Virou promessa de palanque conservador: “em defesa da família!”. De todas, eu espero, mesmo que insistam em falar de família no singular, como se só existisse uma.
A Jussara, por exemplo, cria dois filhos sozinha. O mais velho dá uma olhada no menorzinho quando ela precisa ficar no trabalho até mais tarde. Ela é empregada doméstica. Que bom que o governo se preocupa com ela.
O Rodrigo se casou com o Lucio e eles adotaram duas crianças. Mas o Lucio morreu de covid antes que as vacinas começassem a ser distribuídas. Hoje o Rodrigo cria os bebês com a ajuda da irmã, mas não é fácil. Ainda bem que o governo está em defesa dele, combatendo o preconceito.
A Tatiana fez 40 anos e não se casou, mas queria muito ser mãe. Fez uma inseminação e veio a Bia, que hoje tem quatro anos e é a melhor filha que se poderia desejar, as duas se divertem, se completam e Tatiana está se saindo uma perfeita mãe solo. Imagino o orgulho que o governo sente dela.
Quando a bela e submissa Nadine estava grávida de seis meses, Guto, que era o provedor da casa, morreu. Nadine deu à luz uma menina linda e doentinha. Os medicamentos foram ficando cada vez mais caros, os parentes sumiram e ela passou a aceitar a ajuda de um senhor, em troca de pequenos favores. O governo estará aqui para o que você precisar, Nadine.

> [Detalhes da tarefa]
No texto sobre famílias, qual é a profissão da Jussara? Os registros têm origem em outra fonte.

> [Material extraído]
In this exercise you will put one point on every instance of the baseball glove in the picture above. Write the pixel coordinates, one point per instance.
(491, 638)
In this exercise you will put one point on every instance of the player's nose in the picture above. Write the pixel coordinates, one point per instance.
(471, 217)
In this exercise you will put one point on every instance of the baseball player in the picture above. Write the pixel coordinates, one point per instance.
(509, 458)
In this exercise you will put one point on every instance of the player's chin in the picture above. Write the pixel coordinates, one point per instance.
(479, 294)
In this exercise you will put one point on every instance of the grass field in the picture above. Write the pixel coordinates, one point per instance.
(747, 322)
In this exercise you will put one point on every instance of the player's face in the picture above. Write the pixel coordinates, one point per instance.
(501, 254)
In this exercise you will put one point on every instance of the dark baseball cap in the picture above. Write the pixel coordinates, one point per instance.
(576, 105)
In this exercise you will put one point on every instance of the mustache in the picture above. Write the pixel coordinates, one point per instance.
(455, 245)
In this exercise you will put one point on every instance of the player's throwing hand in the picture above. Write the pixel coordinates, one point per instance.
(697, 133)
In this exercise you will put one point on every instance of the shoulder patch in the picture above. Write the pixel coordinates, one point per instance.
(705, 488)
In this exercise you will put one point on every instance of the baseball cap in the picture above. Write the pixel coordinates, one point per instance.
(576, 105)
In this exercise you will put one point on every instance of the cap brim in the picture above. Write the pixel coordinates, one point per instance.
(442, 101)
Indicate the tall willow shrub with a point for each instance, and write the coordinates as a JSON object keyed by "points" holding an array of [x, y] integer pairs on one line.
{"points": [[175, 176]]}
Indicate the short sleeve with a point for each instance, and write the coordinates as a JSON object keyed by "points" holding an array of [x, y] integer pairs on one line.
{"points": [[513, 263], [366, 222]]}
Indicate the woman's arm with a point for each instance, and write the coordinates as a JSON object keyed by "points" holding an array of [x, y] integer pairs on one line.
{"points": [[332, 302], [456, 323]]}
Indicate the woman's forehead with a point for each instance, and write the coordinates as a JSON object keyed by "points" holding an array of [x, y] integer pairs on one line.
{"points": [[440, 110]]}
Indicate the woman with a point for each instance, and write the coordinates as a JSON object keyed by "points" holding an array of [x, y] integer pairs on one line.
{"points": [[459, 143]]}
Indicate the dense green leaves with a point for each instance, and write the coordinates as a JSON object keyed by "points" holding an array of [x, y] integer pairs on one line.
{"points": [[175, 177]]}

> [Resultado do exercício]
Ela é empregada doméstica.